> _DIRECTION_: Copy the records verbatim, beginning at their first line and stopping after the line that contains "pixel 639 354".

> _WORKING DATA_:
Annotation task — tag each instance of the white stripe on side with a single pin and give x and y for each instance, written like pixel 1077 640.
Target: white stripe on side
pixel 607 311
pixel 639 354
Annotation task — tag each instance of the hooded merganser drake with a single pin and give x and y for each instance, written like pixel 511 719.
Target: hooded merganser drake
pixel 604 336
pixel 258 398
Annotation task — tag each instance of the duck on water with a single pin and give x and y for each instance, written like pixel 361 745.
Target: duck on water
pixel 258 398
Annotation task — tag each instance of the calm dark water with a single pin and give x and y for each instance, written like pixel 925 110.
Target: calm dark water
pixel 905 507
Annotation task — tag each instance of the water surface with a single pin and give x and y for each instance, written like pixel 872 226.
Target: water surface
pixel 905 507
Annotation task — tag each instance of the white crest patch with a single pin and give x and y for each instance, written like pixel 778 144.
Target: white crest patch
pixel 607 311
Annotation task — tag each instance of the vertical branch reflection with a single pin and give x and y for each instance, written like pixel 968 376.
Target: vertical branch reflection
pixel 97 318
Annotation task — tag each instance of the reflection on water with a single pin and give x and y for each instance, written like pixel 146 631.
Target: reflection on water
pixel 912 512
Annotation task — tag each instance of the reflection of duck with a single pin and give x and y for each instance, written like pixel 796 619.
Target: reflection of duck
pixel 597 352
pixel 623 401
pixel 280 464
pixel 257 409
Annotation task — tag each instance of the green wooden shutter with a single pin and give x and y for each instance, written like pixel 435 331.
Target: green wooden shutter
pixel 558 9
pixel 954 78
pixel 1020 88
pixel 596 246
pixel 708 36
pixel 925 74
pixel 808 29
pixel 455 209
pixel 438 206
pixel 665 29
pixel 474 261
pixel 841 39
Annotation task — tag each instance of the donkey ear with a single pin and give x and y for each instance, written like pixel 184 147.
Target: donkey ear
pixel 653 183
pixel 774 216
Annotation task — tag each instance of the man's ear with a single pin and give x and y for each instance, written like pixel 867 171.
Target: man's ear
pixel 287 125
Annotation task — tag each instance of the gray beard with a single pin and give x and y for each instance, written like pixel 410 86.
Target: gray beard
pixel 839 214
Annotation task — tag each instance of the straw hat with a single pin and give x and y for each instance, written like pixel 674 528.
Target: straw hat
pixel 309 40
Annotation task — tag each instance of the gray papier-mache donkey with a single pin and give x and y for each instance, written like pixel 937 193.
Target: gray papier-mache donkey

> _EXERCISE OUTPUT_:
Annotation task — tag each instance of the white stripe on side with a single pin and give x and y for each instance, written like pixel 1077 640.
Target: white stripe on side
pixel 607 311
pixel 639 354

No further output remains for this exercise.